* [Questions]:
(1) In the CXL low memory hole discussion, what does the author assume when an SPA range is a subset of the EP Decoder HPA and that HPA aligns with the 256M * NIW constraints?
(2) Proceed with the CXL low memory hole discussion, picking up after its final line.

* [Document section]:
·····

It's not just checking for zero. In the 'if' statements of
arch_match_spa() and arch_match_region(), there's a bit of more complexity
involved.

These functions essentially test CFMWS and corresponding EP Decoders
when both ranges start at zero. In such cases, if SPA is a subset of EP
Decoder HPA, and that HPA aligns with the 256M * NIW constraints, we assume
an LMH is truncating the CFMWS range. We then return true to match Root
Decoders to Endpoint Decoders, or Regions to EP Decoders, preventing driver
failures while it constructs Regions and attach EP to them.

I believe I discussed this with Ming Li, who had similar questions. However,
the lack of immediate clarity suggests that I should rework these 'if'
statements.

A revised approach for v2 might test whether an SPA range that starts at
zero is shorter than the corresponding EP Deccoder HPA range AND ends before
4G. Again, if it holds true, assume an LMH is truncating that published CFMWS
and so return true and preventing driver failures.

I'll think about it for v2. Anyway I'm going to submit it in one or two days.
>
> > >
> > > If code should be reused later we still can move it to common.c or
> > > similar. It would be good to guard that having a pci_device_id check
> > > to a root port or a vendor cpu check.

That sounds good. I'll think about it. Sorry for missing it in my previous
reply.

> > >
> > > See my comment no enablement above.
> > >
> > > > drivers/cxl/core/region.c | 55 ++++++++++++++++++++++++++++++++-------
> > > > drivers/cxl/cxl.h | 25 ++++++++++++++++++
> > > > 5 files changed, 130 insertions(+), 9 deletions(-)
> > > > create mode 100644 drivers/cxl/core/lmh.c
> > > >
> > > > diff --git a/drivers/cxl/Kconfig b/drivers/cxl/Kconfig
> > > > index 876469e23f7a..07b87f217e59 100644
> > > > --- a/drivers/cxl/Kconfig
> > > > +++ b/drivers/cxl/Kconfig
> > > > @@ -128,6 +128,11 @@ config CXL_REGION
> > > >
> > > > If unsure say 'y'
> > > >
> > > > +config CXL_ARCH_LOW_MEMORY_HOLE
> > > > + def_bool y
> > > > + depends on CXL_REGION
> > > > + depends on X86
> > > > +
> > > > config CXL_REGION_INVALIDATION_TEST
> > > > bool "CXL: Region Cache Management Bypass (TEST)"

·····

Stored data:
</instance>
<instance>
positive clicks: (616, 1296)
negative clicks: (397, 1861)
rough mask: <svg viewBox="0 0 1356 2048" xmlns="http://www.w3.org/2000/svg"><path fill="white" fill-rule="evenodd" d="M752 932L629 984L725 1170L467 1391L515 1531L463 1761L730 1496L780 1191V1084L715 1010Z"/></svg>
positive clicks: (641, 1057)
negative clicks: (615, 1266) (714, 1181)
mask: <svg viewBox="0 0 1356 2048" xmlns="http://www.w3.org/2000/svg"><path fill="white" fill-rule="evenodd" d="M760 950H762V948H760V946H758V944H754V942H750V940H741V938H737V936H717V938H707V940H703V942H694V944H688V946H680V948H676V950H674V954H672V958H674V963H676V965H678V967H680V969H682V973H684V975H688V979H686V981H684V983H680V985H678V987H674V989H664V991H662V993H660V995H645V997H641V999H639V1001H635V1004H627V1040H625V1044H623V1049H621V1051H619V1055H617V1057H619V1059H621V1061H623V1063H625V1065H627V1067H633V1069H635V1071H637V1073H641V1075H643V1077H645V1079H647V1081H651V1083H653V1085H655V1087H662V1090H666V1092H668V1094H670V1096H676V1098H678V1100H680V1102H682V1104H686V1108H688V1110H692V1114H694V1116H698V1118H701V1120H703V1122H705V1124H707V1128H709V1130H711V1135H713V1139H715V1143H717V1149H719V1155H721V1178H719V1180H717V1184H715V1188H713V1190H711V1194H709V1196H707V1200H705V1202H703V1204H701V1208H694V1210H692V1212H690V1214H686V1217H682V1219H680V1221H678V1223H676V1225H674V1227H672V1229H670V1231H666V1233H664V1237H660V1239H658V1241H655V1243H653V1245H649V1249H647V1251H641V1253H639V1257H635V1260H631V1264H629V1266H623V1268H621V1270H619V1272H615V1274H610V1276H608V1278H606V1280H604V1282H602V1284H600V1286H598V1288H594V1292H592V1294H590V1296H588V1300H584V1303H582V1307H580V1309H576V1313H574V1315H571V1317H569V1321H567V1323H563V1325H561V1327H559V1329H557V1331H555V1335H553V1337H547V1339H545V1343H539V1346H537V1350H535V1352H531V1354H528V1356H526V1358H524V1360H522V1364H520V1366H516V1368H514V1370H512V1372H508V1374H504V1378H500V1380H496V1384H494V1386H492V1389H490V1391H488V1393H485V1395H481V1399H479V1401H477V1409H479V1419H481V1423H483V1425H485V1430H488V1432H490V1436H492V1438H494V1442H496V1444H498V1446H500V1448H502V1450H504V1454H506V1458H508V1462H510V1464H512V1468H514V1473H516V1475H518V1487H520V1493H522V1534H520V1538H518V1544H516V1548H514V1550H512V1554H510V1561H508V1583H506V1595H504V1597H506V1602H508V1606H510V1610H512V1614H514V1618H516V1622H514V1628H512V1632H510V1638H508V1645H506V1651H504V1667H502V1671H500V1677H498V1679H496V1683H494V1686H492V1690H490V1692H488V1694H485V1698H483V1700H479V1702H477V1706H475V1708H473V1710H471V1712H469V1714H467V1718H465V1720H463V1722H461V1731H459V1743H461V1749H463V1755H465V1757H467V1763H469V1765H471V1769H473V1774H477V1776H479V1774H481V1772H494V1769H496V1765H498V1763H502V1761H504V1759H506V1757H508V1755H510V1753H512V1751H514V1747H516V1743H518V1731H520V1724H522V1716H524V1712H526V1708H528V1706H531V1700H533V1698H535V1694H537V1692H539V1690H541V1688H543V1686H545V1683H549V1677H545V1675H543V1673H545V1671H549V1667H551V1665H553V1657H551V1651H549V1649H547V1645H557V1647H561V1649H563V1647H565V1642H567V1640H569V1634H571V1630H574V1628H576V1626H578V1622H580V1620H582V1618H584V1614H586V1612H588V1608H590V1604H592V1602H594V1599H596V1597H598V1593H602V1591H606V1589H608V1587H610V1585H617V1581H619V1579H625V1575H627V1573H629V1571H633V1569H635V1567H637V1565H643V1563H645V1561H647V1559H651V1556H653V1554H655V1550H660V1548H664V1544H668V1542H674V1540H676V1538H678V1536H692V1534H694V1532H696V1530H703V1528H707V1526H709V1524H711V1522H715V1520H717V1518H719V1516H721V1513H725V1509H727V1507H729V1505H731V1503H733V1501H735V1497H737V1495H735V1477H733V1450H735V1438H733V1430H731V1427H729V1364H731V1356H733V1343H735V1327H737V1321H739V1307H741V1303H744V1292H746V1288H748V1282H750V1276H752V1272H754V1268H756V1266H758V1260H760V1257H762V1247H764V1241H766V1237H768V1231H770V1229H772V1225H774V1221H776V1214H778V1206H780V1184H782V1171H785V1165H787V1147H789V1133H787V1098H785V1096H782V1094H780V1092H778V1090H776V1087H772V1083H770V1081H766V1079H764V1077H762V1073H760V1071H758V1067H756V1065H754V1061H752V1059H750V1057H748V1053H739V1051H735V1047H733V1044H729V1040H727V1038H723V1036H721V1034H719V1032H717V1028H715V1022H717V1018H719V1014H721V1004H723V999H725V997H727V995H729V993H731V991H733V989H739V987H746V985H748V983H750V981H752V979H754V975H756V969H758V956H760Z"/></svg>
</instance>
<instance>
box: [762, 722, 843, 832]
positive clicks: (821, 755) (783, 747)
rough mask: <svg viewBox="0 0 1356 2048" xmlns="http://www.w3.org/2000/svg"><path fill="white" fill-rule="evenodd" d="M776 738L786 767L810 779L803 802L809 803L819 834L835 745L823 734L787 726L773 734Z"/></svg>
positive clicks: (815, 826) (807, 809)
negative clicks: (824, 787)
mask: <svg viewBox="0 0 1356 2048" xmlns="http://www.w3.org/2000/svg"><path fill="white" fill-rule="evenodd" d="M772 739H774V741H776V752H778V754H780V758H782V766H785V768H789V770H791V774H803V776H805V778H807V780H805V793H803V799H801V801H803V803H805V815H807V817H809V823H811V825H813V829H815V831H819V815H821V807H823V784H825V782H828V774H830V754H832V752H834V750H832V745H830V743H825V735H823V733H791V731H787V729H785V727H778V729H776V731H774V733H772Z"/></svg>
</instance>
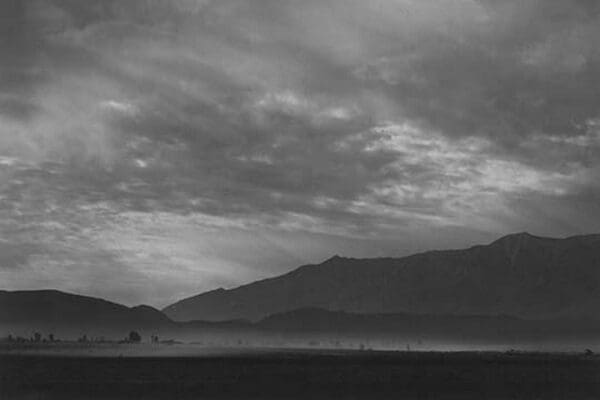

·····

* [Per-task outputs]:
(1) The author assumes that an LMH is truncating the CFMWS range.

(2)
> > > > depends on CXL_REGION
> > > > diff --git a/drivers/cxl/core/Makefile b/drivers/cxl/core/Makefile
> > > > index 9259bcc6773c..6e80215e8444 100644
> > > > --- a/drivers/cxl/core/Makefile
> > > > +++ b/drivers/cxl/core/Makefile
> > > > @@ -15,4 +15,5 @@ cxl_core-y += hdm.o
> > > > cxl_core-y += pmu.o
> > > > cxl_core-y += cdat.o
> > > > cxl_core-$(CONFIG_TRACING) += trace.o
> > > > +cxl_core-$(CONFIG_CXL_ARCH_LOW_MEMORY_HOLE) += lmh.o
> > > > cxl_core-$(CONFIG_CXL_REGION) += region.o
> > > > diff --git a/drivers/cxl/core/lmh.c b/drivers/cxl/core/lmh.c
> > > > new file mode 100644
> > > > index 000000000000..da76b2a534ec
> > > > --- /dev/null
> > > > +++ b/drivers/cxl/core/lmh.c
> > > > @@ -0,0 +1,53 @@
> > > > +// SPDX-License-Identifier: GPL-2.0-only
> > > > +
> > > > +#include <linux/range.h>
> > > > +#include "cxl.h"
> > > > +
> > > > +/* In x86 with memory hole, misaligned CFMWS range starts at 0x0 */
> > > > +#define MISALIGNED_CFMWS_RANGE_BASE 0x0
> > >
> > > Could you more elaborate on this? Why is the base zero?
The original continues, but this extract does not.